→ PODANY TEKST

::::

Pracowity Alexis, Arsenal 2-0 WBA

Pracowity Alexis, Arsenal 2-0 WBA 21.04.2016, 21:46, Łukasz Wandzel 566 komentarzy

Arsenal, podejmujący dzisiejszego wieczoru na własnym stadionie ekipę z zachodniej Anglii, zwyciężył to starcie pokonując gości dwoma bramkami. Na trafienia dla drużyny zapracował Alexis Sanchez. Obydwa gole zaliczył po strzałach sprzed szesnastego metra. Pierwszy raz pokonał Fostera po ograniu piłkarzy West Bromu, a później podwyższył prowadzenie strzelając z rzutu wolnego. Chilijski skrzydłowy, na tle swoich kolegów, w całym meczu wyglądał na najbardziej pracowitego na murawie. Bo choć Kanonierzy w pierwszej połowie grali pewnie, nie zdominowali meczu podczas drugiej. Koledzy z drużyny nie potrafili pokonać Fostera nawet jeden raz, a znajdowali się w dogodniejszych sytuacjach niż sam Alexis.

Drużyna dowodzona przez Arsene'a Wengera w ostatnich spotkaniach dawała się zaskakiwać, mimo że tak jak dzisiaj potrafiła znacznie przeważać w posiadaniu piłki. Przypadków nie trzeba szukać daleko. Wystarczy wskazać na remisy z drużynami, których menedżerami są Slaven Bilić czy Alan Pardew. W tamtych meczach byli w stanie pozwolić przeciwnikom na podział punktów jako drużyna, która pierwsza objęła prowadzenie. Ale dzisiejszy wieczór londyńczycy zakończyli z dwoma trafieniami, a także nie dali się zaskoczyć i nie utracili przewagi. Zdobyli tym samym trzy punkty, przybliżając się do celu, jakim jest gra w Lidze Mistrzów...

Arsenal: Cech - Bellerin, Mertesacker, Koscielny, Monreal - Ramsey, Elneny - Iwobi (81' Coquelin), Özil (86' Campbell), Alexis (86' Walcott) - Giroud.

West Bromwich Albion: Foster - Dawson, McAuley, Evans, Chester (46' Olsson) - Fletcher, Yacob, Sandro (46' Rondon) - Sessegnon, Berahino, McClean (65' Gardner)

Zespół gospodarzy rozpoczął ten mecz spokojnie, ale też wyraźnie przejął inicjatywę w pierwszych minutach. Większość zawodników, razem z piłką, znajdowali się głównie na połowie West Bromu, przyciśniętego przez ekipę The Gunners.

::::

→ FRAGMENTY REKORDÓW
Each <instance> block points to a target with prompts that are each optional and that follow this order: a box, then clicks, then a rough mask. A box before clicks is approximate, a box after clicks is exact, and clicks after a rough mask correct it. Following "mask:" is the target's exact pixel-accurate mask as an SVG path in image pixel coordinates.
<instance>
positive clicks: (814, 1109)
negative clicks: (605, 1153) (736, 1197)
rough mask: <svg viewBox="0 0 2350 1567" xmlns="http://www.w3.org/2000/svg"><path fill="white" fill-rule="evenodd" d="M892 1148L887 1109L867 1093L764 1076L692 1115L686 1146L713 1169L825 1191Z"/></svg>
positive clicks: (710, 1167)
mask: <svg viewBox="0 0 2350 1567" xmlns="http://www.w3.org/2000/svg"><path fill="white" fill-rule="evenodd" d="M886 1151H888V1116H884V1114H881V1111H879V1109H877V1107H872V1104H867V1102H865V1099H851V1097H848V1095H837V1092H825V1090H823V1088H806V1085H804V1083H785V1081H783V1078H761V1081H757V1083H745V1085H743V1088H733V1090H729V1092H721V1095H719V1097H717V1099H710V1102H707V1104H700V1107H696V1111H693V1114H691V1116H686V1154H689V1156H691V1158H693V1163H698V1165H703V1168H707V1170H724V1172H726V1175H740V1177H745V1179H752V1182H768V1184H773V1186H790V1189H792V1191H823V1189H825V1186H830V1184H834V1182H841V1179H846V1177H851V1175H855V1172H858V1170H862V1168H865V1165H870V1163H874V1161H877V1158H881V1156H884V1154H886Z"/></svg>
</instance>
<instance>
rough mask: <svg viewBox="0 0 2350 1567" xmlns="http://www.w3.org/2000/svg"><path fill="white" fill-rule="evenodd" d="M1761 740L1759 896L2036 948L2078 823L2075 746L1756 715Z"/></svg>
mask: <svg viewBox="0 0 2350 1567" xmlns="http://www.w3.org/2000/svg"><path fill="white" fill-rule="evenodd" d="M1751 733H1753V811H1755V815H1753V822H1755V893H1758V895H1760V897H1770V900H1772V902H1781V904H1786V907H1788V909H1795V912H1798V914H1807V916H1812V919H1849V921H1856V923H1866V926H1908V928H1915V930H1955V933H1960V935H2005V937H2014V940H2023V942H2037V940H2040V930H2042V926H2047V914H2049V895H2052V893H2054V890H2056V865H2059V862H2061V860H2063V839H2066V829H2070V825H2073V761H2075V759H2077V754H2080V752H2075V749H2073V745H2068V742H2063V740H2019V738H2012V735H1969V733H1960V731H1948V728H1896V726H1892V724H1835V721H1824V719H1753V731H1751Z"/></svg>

::::

→ ZADANIE 1
Wypisz bez żadnych zmian fragment rekordów, który zaczyna się od ich pierwszego wiersza i kończy na wierszu zawierającym „positive clicks: (710, 1167)”, łącznie z oboma skrajnymi wierszami.
→ ZADANIE 2
Podejmij relację z meczu Arsenalu z West Bromwich Albion od miejsca, w którym się kończy, i pisz ją dalej.
Relacja z meczu i rekordy pochodzą z dwóch niezależnych źródeł.

→ POLE ODPOWIEDZI 1
Each <instance> block points to a target with prompts that are each optional and that follow this order: a box, then clicks, then a rough mask. A box before clicks is approximate, a box after clicks is exact, and clicks after a rough mask correct it. Following "mask:" is the target's exact pixel-accurate mask as an SVG path in image pixel coordinates.
<instance>
positive clicks: (814, 1109)
negative clicks: (605, 1153) (736, 1197)
rough mask: <svg viewBox="0 0 2350 1567" xmlns="http://www.w3.org/2000/svg"><path fill="white" fill-rule="evenodd" d="M892 1148L887 1109L867 1093L764 1076L692 1115L686 1146L713 1169L825 1191Z"/></svg>
positive clicks: (710, 1167)

→ POLE ODPOWIEDZI 2
I już w 6. minucie Arsenal prowadził jedną bramką! Fantastycznie między rywalami odnalazł się Alexis, który świetnie obrócił się z futbolówką i oddał strzał sprzed szesnastki! Tyle wystarczyło, aby zaskoczyć Fostera, 1-0!

Pierwszy kwadrans na The Emirates minął pod rządami Arsenalu, który do tej pory miażdżył przeciwnika posiadaniem piłki. Jednak drużyna z Londynu nie traciła zbytnio sił, nie śpiesząc się z zadaniem kolejnego ciosu i powiększeniem przewagi.

W 24. minucie, w środku pola, piłka została przejęta przez Bellerina. Młody Hiszpan popisał się niezłym rajdem, do tego zakończył zainicjowaną przez siebie sytuację strzałem, który niestety okazał się niecelny.

Chwilę później problem z przyjęciem piłki miał Sanchez. Chilijczyk nieumyślnie dotknął futbolówki ręką, ale arbiter nie zdecydował się podyktować rzutu karnego.

Niedługo po tej sytuacji dużą szansę wypracowali sobie goście. McAuley naprawdę udanie uderzył głową po zagraniu z rzutu rożnego. Zabrakło mu jedynie odrobiny szczęścia, ponieważ Kanonierów uratowała poprzeczka.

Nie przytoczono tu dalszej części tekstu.